TO DO -
The entries are to be output in full, word for word.

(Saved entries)
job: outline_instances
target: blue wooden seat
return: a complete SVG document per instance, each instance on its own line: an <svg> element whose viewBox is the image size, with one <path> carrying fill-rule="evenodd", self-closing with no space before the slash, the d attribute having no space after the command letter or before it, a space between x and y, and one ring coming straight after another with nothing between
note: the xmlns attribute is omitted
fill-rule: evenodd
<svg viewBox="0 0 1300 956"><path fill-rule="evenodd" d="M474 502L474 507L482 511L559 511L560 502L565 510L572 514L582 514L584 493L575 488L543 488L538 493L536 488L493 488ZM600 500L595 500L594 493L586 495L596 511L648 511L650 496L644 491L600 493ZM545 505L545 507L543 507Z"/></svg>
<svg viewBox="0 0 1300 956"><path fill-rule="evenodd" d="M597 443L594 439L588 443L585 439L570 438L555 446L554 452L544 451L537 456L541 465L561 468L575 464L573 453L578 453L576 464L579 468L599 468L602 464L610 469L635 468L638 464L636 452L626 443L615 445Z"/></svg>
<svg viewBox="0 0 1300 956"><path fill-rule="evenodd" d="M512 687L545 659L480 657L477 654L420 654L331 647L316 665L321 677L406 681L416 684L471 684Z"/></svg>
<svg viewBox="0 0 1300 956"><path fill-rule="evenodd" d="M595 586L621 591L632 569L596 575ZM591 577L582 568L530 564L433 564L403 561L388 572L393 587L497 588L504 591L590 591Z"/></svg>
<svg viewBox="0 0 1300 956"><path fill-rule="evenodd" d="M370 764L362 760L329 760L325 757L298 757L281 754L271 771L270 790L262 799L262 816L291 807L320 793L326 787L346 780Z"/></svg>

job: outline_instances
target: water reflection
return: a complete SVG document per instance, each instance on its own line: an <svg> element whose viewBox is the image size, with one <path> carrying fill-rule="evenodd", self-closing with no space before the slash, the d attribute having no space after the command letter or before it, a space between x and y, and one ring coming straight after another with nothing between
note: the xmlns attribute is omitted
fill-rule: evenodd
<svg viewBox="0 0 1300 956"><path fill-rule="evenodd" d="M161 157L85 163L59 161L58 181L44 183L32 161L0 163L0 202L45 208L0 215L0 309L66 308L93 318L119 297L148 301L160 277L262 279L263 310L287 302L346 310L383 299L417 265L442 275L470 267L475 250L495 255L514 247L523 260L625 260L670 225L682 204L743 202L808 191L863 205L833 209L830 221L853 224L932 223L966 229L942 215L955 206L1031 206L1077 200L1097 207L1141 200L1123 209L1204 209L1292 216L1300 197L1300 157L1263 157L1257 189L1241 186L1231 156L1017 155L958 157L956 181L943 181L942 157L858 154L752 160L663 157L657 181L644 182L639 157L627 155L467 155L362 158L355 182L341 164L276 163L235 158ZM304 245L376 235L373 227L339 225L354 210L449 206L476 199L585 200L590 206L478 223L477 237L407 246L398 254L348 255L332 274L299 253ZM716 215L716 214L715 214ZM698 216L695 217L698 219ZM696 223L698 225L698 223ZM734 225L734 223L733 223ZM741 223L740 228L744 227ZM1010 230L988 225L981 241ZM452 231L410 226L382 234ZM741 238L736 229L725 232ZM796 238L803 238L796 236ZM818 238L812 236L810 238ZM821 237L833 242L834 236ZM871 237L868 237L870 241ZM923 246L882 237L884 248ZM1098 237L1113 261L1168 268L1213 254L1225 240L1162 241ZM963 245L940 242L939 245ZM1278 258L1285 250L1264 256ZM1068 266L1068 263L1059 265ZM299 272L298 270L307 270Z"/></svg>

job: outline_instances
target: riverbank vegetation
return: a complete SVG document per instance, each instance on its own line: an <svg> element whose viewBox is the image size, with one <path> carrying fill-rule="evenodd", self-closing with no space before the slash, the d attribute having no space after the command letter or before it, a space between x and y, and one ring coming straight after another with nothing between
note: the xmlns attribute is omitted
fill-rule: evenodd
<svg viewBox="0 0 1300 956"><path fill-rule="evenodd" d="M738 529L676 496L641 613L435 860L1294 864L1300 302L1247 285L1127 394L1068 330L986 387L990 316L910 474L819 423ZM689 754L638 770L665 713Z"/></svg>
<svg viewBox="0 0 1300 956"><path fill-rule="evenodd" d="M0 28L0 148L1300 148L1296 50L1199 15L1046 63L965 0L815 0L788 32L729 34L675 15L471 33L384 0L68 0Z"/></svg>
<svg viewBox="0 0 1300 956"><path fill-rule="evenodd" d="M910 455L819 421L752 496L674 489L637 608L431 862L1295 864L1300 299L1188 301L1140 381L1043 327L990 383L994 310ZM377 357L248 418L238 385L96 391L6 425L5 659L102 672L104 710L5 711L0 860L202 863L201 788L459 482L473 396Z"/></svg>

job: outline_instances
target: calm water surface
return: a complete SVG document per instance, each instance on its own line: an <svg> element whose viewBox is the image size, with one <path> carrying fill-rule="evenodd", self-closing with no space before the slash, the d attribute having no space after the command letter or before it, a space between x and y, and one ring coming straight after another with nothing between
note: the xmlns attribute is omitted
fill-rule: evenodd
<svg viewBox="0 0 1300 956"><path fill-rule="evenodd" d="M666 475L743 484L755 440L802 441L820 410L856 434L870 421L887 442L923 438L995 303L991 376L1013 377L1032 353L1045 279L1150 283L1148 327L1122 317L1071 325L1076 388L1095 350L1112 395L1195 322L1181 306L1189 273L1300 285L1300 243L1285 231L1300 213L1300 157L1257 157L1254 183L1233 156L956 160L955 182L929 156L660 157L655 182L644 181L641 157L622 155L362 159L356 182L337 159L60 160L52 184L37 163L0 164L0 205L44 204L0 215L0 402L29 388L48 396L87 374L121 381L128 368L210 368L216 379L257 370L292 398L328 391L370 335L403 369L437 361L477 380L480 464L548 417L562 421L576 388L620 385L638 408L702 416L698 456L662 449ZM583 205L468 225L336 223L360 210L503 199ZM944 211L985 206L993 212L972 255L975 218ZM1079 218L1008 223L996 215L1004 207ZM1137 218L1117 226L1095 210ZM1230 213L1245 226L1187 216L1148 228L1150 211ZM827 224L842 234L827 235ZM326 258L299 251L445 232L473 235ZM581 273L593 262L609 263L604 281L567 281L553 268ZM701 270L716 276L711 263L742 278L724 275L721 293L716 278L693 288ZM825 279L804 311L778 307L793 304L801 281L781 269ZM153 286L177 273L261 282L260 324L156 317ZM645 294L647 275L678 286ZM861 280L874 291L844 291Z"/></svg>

WRITTEN SOLUTION -
job: outline_instances
target: blue wooden seat
return: a complete SVG document per instance, each instance on its own line: an <svg> element whose viewBox is the image size, with one <path> carrying fill-rule="evenodd", self-closing with no space before the slash, the d attribute having no space after the command letter or before it, a space between x and y, and one ring coming straight after another with nothing between
note: the xmlns attribute is omitted
fill-rule: evenodd
<svg viewBox="0 0 1300 956"><path fill-rule="evenodd" d="M474 502L474 507L482 511L559 511L560 502L565 510L572 514L582 514L584 493L575 488L543 488L538 493L536 488L493 488ZM600 500L595 500L594 493L586 495L596 511L648 511L650 496L644 491L600 493ZM545 505L545 507L543 507Z"/></svg>
<svg viewBox="0 0 1300 956"><path fill-rule="evenodd" d="M597 443L594 439L588 443L585 439L570 438L555 446L554 452L544 451L537 456L541 465L561 468L575 464L573 453L578 453L576 464L579 468L599 468L602 464L610 469L635 468L638 464L636 452L626 443L615 445Z"/></svg>
<svg viewBox="0 0 1300 956"><path fill-rule="evenodd" d="M512 687L545 659L480 657L477 654L420 654L331 647L316 665L321 677L406 681L416 684L471 684Z"/></svg>
<svg viewBox="0 0 1300 956"><path fill-rule="evenodd" d="M595 586L621 591L632 569L596 575ZM591 577L582 568L530 564L433 564L403 561L388 572L393 587L497 588L504 591L590 591Z"/></svg>
<svg viewBox="0 0 1300 956"><path fill-rule="evenodd" d="M370 764L362 760L329 760L325 757L298 757L281 754L271 771L270 790L262 799L262 816L291 807L320 793L326 787L346 780Z"/></svg>

job: outline_instances
target: water reflection
return: a complete SVG document per instance, each instance on its own line: an <svg> element whose viewBox is the image size, with one <path> carrying fill-rule="evenodd", self-closing with no space before the slash, the d attribute having no space after the command letter or before it, a space between x and y, and one ring coming straight after another with nothing between
note: the xmlns attribute is omitted
fill-rule: evenodd
<svg viewBox="0 0 1300 956"><path fill-rule="evenodd" d="M161 157L85 163L59 161L58 181L44 183L32 161L0 163L0 202L45 208L0 215L0 309L66 308L93 318L119 297L148 301L160 277L262 279L263 310L287 302L346 310L383 299L417 265L442 275L470 267L475 250L495 255L514 247L523 260L625 260L670 225L682 204L743 202L808 191L863 205L833 209L830 221L853 224L932 223L966 229L942 215L955 206L1031 206L1077 200L1097 207L1141 200L1123 209L1204 209L1292 216L1300 197L1300 157L1263 157L1257 189L1241 186L1231 156L1017 155L958 157L956 181L943 181L942 157L858 154L752 160L663 157L657 181L644 182L639 157L627 155L467 155L362 158L355 182L341 164L276 163L235 158ZM304 245L376 235L373 227L339 225L354 210L449 206L476 199L585 200L590 206L478 223L477 237L407 246L398 254L348 255L332 274L299 253ZM716 215L716 214L715 214ZM698 216L695 217L698 219ZM696 223L698 225L698 223ZM734 225L734 223L733 223ZM741 223L740 228L744 227ZM1010 230L988 225L981 241ZM452 231L410 226L382 234ZM741 238L736 229L725 232ZM796 238L803 238L796 236ZM818 238L812 236L810 238ZM821 237L833 242L834 236ZM871 237L868 237L870 241ZM923 246L882 237L884 248ZM1098 237L1113 261L1168 268L1213 254L1225 240L1162 241ZM963 245L940 242L939 245ZM1278 258L1285 250L1264 256ZM1068 266L1068 263L1059 265ZM299 272L298 270L307 270Z"/></svg>

job: outline_instances
target: riverbank vegetation
return: a complete SVG document per instance, each instance on its own line: an <svg> element whose viewBox is the image size, with one <path> carrying fill-rule="evenodd", self-closing with no space before the slash, the d attribute having no space after the command letter or before it, a space between x and y, and one ring coming straight after another with nothing between
note: the xmlns attribute is omitted
fill-rule: evenodd
<svg viewBox="0 0 1300 956"><path fill-rule="evenodd" d="M738 529L676 496L641 613L435 860L1294 864L1300 302L1247 285L1127 394L1068 330L986 387L990 316L910 474L819 423ZM689 754L638 770L665 713Z"/></svg>
<svg viewBox="0 0 1300 956"><path fill-rule="evenodd" d="M0 28L0 148L1300 148L1296 50L1199 15L1046 63L965 0L815 0L788 32L729 34L675 15L471 33L384 0L68 0Z"/></svg>
<svg viewBox="0 0 1300 956"><path fill-rule="evenodd" d="M910 455L819 421L752 496L674 489L637 608L431 862L1295 864L1300 299L1188 301L1140 381L1043 327L990 383L994 310ZM377 357L248 418L238 385L96 391L6 425L5 659L102 672L104 710L5 711L0 860L202 863L201 788L459 482L473 396Z"/></svg>

job: outline_instances
target: calm water surface
return: a complete SVG document per instance, each instance on its own line: an <svg> element whose viewBox is the image size, with one <path> carrying fill-rule="evenodd", self-closing with no space before the slash, the d attribute having no space after the command letter or before it, a space between x and y, and one ring coming straight after another with nothing between
note: the xmlns attribute is omitted
fill-rule: evenodd
<svg viewBox="0 0 1300 956"><path fill-rule="evenodd" d="M666 475L743 484L755 440L802 441L820 410L856 434L870 421L887 442L923 438L995 303L991 376L1013 377L1032 353L1045 279L1150 283L1148 327L1122 317L1071 325L1076 388L1095 350L1112 395L1195 322L1181 306L1189 273L1300 285L1300 243L1285 231L1300 213L1300 157L1257 157L1254 183L1233 156L956 160L955 182L929 156L660 157L655 182L644 181L641 157L622 155L362 159L356 182L337 159L60 160L52 184L37 163L0 164L0 205L44 204L0 215L0 402L29 388L48 396L87 374L121 381L128 368L210 368L216 379L257 370L292 398L328 391L370 335L403 369L437 361L477 380L480 464L548 417L562 421L576 388L620 385L638 408L702 416L698 456L662 449ZM583 205L468 225L336 223L360 210L503 199ZM944 211L985 206L993 212L972 255L975 218ZM1079 218L1008 223L996 215L1004 207ZM1137 218L1117 226L1095 210ZM1230 213L1245 226L1187 216L1148 228L1150 211ZM827 224L842 234L827 235ZM326 258L299 251L445 232L473 235ZM581 273L593 262L609 263L604 281L567 281L553 268ZM701 270L716 276L711 263L742 278L724 275L721 293L716 278L693 288ZM825 279L804 311L778 307L793 304L801 281L781 269ZM153 286L177 273L261 282L260 324L156 317ZM645 294L647 275L678 286ZM861 280L874 291L844 291Z"/></svg>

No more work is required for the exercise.